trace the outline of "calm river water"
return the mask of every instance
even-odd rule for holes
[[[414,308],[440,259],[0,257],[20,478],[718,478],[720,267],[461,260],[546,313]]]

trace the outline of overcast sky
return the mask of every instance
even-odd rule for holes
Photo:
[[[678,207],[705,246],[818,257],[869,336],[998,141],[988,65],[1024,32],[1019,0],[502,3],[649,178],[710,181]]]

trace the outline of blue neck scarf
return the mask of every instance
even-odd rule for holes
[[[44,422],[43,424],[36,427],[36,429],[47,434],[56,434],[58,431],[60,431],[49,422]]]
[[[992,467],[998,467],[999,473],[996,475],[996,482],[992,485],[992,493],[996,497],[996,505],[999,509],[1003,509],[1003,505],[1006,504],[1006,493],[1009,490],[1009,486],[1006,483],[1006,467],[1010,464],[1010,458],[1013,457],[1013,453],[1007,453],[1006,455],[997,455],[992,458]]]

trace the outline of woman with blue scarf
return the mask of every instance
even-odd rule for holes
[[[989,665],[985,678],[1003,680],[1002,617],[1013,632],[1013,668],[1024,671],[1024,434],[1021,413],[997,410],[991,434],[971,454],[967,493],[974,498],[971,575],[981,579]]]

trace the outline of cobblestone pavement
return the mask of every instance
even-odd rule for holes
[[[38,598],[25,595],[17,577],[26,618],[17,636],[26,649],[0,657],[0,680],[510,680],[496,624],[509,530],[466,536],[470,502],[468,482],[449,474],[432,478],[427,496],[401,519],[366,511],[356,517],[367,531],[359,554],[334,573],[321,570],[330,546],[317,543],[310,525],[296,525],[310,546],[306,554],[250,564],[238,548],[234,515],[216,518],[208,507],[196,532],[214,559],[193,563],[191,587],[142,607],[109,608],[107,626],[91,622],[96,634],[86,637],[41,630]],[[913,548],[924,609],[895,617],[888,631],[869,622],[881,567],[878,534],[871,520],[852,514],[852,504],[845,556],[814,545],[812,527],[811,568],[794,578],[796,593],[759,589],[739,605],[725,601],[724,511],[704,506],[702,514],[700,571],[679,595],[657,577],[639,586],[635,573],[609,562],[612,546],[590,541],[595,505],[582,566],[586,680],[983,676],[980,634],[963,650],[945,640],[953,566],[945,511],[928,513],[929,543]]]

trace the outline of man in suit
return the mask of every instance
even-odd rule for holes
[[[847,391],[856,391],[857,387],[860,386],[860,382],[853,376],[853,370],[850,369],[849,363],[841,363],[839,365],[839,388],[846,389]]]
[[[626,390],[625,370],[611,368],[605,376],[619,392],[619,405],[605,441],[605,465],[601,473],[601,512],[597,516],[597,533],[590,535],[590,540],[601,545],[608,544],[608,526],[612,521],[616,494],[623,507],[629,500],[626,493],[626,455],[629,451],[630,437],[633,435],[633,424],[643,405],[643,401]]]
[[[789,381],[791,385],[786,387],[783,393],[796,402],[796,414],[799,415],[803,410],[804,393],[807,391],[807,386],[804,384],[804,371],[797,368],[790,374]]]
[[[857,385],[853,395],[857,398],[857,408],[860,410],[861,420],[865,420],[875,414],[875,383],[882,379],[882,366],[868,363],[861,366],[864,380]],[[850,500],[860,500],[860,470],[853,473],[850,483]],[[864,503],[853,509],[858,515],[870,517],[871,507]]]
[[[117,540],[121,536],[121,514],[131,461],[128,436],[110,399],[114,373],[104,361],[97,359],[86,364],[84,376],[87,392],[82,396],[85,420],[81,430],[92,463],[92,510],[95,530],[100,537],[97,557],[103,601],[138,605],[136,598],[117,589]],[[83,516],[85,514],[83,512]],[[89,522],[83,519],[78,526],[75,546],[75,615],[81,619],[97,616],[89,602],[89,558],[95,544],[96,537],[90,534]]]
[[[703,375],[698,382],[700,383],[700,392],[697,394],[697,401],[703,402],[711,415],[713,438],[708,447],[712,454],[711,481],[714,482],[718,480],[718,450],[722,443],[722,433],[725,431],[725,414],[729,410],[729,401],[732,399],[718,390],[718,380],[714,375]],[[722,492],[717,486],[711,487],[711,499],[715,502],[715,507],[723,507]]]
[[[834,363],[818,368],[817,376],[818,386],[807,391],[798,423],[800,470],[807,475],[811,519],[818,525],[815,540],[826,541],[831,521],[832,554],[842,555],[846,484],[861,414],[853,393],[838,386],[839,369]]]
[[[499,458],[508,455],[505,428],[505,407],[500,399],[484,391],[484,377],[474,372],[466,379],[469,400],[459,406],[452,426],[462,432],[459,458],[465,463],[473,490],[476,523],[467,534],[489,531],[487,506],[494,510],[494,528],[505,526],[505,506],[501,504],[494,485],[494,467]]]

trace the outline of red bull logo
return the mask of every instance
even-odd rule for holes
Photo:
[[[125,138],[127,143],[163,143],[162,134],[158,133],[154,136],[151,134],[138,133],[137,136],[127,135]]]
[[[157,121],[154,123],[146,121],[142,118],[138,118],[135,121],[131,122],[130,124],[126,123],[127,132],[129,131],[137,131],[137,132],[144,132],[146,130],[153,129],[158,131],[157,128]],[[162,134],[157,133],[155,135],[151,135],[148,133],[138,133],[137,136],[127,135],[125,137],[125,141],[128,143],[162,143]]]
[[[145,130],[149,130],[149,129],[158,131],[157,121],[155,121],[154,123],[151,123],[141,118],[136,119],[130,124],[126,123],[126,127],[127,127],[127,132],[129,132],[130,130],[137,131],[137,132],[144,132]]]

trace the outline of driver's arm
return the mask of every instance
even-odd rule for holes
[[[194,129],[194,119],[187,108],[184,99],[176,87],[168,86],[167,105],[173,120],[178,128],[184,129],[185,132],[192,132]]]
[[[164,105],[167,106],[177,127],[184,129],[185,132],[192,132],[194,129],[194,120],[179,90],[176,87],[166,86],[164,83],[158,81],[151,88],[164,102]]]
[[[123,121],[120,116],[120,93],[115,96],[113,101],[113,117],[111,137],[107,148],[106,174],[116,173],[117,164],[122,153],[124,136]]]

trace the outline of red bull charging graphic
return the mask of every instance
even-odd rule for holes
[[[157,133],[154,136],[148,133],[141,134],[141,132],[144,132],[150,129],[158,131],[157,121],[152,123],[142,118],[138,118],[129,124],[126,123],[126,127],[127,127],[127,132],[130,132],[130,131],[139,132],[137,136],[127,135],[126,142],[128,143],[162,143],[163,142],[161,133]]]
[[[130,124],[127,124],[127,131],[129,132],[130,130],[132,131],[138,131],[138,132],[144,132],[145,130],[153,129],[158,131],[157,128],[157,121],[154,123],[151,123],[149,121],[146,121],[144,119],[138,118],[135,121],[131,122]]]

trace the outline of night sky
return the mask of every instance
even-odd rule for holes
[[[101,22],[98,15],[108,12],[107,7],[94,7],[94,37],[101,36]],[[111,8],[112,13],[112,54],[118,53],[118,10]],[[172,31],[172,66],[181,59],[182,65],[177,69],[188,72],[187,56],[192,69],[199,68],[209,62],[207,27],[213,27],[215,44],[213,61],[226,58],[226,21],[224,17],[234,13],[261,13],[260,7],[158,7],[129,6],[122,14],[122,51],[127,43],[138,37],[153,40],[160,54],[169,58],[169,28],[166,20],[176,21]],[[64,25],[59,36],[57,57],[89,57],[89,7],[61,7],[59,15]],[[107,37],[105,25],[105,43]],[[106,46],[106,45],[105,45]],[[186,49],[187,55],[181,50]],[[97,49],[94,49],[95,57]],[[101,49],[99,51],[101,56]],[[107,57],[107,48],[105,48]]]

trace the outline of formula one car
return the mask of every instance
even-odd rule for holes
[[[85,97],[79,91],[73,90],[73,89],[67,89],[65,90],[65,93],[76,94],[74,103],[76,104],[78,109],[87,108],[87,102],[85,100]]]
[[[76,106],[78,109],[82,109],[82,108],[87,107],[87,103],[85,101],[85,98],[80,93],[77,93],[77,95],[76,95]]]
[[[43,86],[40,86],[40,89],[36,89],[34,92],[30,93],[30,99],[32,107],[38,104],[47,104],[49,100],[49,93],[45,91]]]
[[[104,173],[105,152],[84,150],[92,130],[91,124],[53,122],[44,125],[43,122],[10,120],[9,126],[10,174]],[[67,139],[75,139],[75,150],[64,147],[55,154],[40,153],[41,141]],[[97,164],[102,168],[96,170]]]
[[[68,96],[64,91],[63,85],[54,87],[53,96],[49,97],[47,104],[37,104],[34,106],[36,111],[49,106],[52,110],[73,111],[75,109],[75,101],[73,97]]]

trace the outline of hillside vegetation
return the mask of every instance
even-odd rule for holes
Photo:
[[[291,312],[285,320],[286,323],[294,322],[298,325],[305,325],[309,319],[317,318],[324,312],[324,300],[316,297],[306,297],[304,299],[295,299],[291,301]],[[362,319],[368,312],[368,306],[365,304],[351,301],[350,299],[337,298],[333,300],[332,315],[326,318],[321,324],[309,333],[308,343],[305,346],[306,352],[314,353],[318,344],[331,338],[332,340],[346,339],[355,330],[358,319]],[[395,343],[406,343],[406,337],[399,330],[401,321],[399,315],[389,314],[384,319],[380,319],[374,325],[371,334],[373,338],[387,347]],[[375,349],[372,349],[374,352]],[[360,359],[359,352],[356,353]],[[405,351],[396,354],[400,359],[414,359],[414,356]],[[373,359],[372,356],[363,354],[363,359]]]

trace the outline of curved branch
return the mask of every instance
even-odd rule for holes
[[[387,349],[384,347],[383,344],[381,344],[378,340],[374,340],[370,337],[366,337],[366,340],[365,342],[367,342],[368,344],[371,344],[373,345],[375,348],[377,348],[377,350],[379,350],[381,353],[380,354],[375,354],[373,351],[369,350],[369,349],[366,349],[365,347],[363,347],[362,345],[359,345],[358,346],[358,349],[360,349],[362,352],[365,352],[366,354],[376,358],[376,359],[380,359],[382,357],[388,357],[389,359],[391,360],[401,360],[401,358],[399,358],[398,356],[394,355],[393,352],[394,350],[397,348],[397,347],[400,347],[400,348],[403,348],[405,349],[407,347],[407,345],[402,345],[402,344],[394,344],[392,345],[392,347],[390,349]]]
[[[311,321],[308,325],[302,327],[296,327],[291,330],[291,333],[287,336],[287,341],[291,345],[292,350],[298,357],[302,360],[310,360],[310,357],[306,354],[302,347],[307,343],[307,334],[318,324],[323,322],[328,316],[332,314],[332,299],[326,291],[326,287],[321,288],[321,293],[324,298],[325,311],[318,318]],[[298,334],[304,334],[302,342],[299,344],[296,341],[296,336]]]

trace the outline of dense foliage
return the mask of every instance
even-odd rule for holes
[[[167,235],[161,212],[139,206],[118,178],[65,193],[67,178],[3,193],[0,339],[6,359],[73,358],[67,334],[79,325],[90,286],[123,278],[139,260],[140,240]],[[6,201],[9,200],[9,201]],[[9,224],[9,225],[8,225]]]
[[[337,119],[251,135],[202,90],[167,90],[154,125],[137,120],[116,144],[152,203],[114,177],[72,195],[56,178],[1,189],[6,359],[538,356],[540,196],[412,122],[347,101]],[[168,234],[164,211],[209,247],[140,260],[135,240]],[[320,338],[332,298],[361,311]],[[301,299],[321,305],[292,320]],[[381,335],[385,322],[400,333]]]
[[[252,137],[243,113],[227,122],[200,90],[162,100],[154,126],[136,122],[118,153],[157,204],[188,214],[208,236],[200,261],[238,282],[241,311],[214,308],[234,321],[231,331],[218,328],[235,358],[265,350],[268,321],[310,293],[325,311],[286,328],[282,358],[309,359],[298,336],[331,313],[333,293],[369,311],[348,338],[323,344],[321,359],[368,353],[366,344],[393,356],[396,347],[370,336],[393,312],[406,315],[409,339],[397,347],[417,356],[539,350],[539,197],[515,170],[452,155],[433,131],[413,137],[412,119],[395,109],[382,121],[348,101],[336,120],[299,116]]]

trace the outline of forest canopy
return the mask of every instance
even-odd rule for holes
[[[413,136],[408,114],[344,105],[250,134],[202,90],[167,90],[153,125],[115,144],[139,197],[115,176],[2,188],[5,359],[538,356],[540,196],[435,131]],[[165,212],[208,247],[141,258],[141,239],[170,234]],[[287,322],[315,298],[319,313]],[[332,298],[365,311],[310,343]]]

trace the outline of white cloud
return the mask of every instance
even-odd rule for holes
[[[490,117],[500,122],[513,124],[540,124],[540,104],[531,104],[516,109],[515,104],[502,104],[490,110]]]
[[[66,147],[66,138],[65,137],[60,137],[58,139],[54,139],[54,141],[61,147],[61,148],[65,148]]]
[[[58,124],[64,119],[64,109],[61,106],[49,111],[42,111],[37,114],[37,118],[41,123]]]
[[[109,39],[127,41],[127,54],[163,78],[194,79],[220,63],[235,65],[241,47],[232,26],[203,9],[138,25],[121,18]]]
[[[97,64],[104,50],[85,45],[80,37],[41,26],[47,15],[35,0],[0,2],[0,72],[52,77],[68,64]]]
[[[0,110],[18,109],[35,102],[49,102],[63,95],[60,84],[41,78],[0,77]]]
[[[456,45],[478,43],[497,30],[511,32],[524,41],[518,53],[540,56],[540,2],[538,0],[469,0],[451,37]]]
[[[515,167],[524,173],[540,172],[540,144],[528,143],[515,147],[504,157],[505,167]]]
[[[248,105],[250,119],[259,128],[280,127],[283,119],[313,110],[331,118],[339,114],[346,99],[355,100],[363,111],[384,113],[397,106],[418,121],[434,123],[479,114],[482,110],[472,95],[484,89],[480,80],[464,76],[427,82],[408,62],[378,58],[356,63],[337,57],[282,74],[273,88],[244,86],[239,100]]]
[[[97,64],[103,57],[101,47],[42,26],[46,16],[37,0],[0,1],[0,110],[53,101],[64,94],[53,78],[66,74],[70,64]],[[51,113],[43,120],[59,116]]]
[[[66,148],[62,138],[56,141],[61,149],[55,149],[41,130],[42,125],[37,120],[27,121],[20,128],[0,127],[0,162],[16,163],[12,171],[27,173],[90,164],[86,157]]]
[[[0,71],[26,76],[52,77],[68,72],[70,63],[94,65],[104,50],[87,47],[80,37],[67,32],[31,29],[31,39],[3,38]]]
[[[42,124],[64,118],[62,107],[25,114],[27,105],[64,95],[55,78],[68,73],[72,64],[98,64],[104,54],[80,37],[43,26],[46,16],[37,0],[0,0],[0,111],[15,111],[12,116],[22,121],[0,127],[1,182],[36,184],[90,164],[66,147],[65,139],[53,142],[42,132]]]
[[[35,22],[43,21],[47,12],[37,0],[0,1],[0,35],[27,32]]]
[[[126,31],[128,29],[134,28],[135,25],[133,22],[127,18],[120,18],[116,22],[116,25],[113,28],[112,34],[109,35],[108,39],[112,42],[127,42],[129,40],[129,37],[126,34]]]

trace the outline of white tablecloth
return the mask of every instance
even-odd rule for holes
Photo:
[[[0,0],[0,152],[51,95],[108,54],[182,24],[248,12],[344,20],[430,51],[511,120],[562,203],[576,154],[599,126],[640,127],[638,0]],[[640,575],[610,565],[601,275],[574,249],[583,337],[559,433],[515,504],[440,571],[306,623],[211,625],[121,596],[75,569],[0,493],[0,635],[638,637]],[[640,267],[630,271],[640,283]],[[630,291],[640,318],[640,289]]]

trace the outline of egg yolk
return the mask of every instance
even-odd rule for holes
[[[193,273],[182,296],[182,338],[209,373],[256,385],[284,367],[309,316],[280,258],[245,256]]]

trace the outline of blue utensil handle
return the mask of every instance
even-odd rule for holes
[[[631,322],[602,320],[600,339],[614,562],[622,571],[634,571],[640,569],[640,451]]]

::::::

- YOUR GOAL -
Please restate word for word the lines of the material above, beginning with the one that holds "trace the outline of white tablecloth" and ending with the last.

- REPLY -
trace the outline of white tablecloth
return the mask of every instance
even-odd rule for holes
Photo:
[[[0,0],[0,152],[51,95],[108,54],[182,24],[248,12],[344,20],[430,51],[511,120],[562,203],[576,154],[599,126],[640,127],[638,0]],[[640,575],[610,565],[601,275],[574,249],[583,337],[559,433],[515,504],[440,571],[306,623],[211,625],[121,596],[75,569],[0,493],[0,635],[638,637]],[[640,267],[630,271],[640,283]],[[630,291],[640,318],[640,289]]]

trace the outline of egg yolk
return the mask of every instance
even-odd rule for holes
[[[193,273],[182,296],[182,338],[209,373],[256,385],[284,367],[309,316],[280,258],[245,256]]]

trace the outline of blue utensil handle
return the mask of every instance
even-odd rule for holes
[[[631,322],[602,320],[600,339],[614,562],[622,571],[634,571],[640,569],[640,451]]]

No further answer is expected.